» **SUPPLIED RECORDS**:

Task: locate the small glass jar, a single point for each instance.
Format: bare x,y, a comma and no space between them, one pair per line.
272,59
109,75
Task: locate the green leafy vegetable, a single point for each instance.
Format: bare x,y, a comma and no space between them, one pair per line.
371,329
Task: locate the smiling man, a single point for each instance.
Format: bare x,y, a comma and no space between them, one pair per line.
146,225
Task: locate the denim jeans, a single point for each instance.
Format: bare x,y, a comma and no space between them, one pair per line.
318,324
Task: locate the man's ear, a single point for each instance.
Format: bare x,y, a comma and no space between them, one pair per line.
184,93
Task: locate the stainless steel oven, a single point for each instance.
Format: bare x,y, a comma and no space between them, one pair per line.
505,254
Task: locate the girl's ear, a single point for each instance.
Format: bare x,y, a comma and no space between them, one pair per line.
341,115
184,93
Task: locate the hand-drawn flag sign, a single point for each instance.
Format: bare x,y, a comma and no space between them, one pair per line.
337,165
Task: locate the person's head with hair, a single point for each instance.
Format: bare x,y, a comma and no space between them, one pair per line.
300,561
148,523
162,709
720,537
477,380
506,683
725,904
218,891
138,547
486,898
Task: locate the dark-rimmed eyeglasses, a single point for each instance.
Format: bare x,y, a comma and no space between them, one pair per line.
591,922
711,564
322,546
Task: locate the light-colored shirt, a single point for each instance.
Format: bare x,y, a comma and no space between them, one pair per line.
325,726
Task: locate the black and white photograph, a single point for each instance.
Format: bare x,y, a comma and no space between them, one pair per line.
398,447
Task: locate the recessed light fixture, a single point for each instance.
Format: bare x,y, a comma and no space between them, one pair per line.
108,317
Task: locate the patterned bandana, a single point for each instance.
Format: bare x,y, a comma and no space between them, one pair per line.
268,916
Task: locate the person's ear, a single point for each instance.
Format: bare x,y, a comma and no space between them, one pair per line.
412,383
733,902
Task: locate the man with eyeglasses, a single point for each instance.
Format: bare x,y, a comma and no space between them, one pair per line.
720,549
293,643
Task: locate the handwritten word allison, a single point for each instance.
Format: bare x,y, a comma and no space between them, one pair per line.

» **EXERCISE**: From the records above, transcribe without alteration every line from the one with "Task: locate the person's head" to the one with "Task: locate the light-colored", inclusive.

» **WORKED SOLUTION**:
Task: locate the person's head with hair, a single point for each instance.
Format: bare x,y, a comma and no space between them, one pair per line.
300,561
148,523
162,709
720,537
477,380
506,683
725,904
218,891
138,547
486,898
Task: locate the dark-rimmed eyeglasses, a single point for each instance.
Format: bare x,y, a comma and no space between them, one pair per line.
591,922
711,564
322,546
Task: locate the light-colored shirt, a single point for each instance.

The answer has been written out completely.